◆ REQUIREMENT:
Although the entries contain pictures, write out only their text, exactly as it stands.

◆ LISTED ENTRIES:

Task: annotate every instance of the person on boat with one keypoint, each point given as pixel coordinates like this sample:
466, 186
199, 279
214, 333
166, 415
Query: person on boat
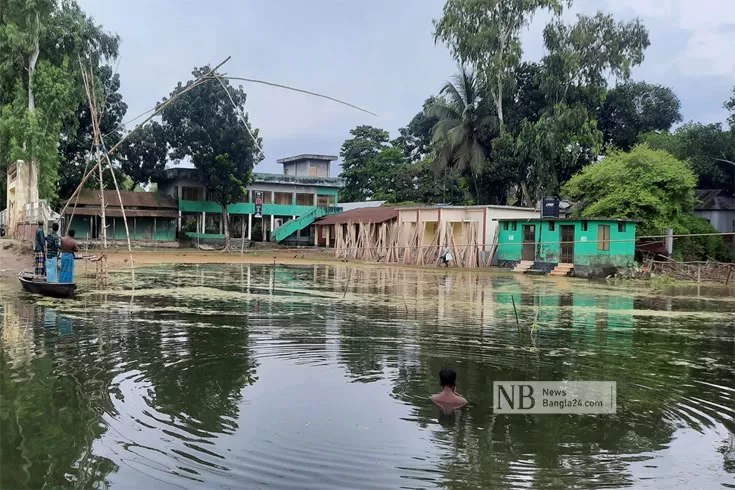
448, 399
39, 252
446, 257
53, 246
68, 249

◆ EXPECTED OUTPUT:
Task: annotate every instance of the person on boat with one keypoint, each point given as pixel coordinates like this sample:
466, 186
199, 279
214, 333
166, 415
Query: person on boat
448, 399
39, 252
446, 257
53, 246
68, 249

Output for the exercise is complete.